● WHAT IS EXPECTED: Write down each entry again, exactly as it reads.

● GIVEN RECORDS:
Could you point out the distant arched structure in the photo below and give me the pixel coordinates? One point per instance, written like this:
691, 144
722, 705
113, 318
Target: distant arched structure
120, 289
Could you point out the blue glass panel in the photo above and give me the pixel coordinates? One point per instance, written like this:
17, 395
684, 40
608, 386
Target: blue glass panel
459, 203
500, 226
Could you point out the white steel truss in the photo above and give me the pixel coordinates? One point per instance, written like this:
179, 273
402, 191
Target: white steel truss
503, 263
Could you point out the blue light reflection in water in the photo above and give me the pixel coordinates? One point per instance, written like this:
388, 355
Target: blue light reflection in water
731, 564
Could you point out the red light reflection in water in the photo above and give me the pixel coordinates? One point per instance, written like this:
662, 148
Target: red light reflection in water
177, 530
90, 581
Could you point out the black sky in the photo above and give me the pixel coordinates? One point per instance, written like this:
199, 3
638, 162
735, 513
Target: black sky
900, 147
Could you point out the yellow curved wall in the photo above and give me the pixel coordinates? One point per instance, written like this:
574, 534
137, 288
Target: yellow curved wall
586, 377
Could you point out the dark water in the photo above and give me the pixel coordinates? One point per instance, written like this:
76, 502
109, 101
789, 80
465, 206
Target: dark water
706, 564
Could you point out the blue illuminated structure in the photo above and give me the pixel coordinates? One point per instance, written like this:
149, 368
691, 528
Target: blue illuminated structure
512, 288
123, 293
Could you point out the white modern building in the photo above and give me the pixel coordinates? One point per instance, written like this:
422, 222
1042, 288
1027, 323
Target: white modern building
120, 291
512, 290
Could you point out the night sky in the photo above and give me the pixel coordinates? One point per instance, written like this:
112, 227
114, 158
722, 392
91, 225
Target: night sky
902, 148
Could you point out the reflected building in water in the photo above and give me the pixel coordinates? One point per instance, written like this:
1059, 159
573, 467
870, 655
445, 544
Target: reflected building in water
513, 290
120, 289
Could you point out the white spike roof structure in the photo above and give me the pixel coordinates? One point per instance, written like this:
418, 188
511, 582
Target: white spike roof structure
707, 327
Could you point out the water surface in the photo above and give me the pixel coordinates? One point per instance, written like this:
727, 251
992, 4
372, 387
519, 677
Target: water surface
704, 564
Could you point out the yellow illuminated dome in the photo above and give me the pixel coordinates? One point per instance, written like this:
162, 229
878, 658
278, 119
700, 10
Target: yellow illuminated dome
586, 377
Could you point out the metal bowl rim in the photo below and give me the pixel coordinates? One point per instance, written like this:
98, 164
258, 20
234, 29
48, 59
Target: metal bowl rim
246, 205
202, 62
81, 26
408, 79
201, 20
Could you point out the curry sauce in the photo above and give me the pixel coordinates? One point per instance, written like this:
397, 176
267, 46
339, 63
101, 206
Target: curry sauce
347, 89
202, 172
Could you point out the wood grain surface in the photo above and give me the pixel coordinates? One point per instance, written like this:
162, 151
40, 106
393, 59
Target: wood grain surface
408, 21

● ANSWER FOR THE TASK:
Could you point out the distant arched structure in the photo below and give me the pixel coordinates? One point per instance, written like this:
691, 144
722, 705
113, 318
Target: distant arched structure
120, 289
Could you point out the blue glass panel in the photo above and give me the pixel coordinates? One point per instance, written like this:
17, 395
684, 40
608, 386
Target: blue glass panel
459, 203
500, 226
Could you point out the white steel truss in the photo above and give me the pixel coordinates? One point per instance, written like this:
179, 273
402, 191
Target: white steel truss
503, 263
Could you point out the blue light reflection in water in the photo above and give me the pixel coordinates? One point per instance, written like this:
388, 355
Target: blue light reflection in water
731, 564
Could you point out the red light reflection in water in the photo above and give me the pixel coordinates? One point per instance, written like this:
662, 148
Target: red light reflection in water
177, 530
90, 581
Could you point out the black sky in the photo above and give me the pixel coordinates? One point per instance, written like this:
199, 3
638, 162
735, 513
Target: black sky
900, 147
Could you point out the yellow curved wall in the photo above and give me the pixel coordinates? One point per instance, written like this:
574, 534
137, 288
Target: yellow curved wall
586, 377
Could you point out the dark water in the photo above and give me the pixel coordinates? One point per instance, written like this:
76, 502
109, 101
789, 80
465, 206
Target: dark water
706, 564
Could you point out the blue illuminated structure in the photo above and give me the pixel coordinates? One point per instance, written like this:
149, 368
691, 528
Target: blue illuminated structure
512, 288
123, 293
Could you point out the white modern building in the photo above and give me the pixel coordinates? One point per instance, written like this:
422, 222
1042, 288
1027, 323
Target: white modern building
120, 291
512, 290
Could you point out the night sky in the photo above and give me the pixel coordinates? One point per instance, written like this:
112, 227
114, 158
722, 392
91, 225
Target: night sky
902, 148
Could you point out the reflected building in water in the photo above and give me the pixel coordinates? One point per instance, written like this:
1059, 159
573, 467
870, 655
445, 544
Target: reflected building in water
513, 290
120, 289
Could you point out the white spike roof structure in the photo above and give me the pixel coordinates? One point per instance, written like this:
418, 188
511, 582
Target: white spike roof structure
707, 327
Could you point out the water surface in the photo above and give me the pixel coordinates? One point per instance, written like this:
727, 251
992, 4
372, 387
519, 677
Target: water surface
704, 564
Could you point out the yellow illuminated dome in the photo above and give me the pixel coordinates? One point per instance, written like this:
162, 229
878, 658
278, 119
700, 10
Target: yellow illuminated dome
586, 377
Could you point out the metal bowl rim in the photo below and give me the pixel coordinates? One point per instance, written like this:
98, 164
258, 20
234, 29
48, 59
Target: metal bowl rim
246, 205
202, 62
81, 26
408, 79
201, 20
Could you point out the curry sauce in the photo above and give me the pixel coordinates? One point per instance, written like this:
397, 176
267, 46
339, 63
101, 206
Target: curry sauce
347, 89
202, 172
Could you point out the wood grain surface in the photo above and give me the pixel coordinates? One point per instance, written like this:
162, 151
40, 106
393, 59
Target: wood grain surface
408, 21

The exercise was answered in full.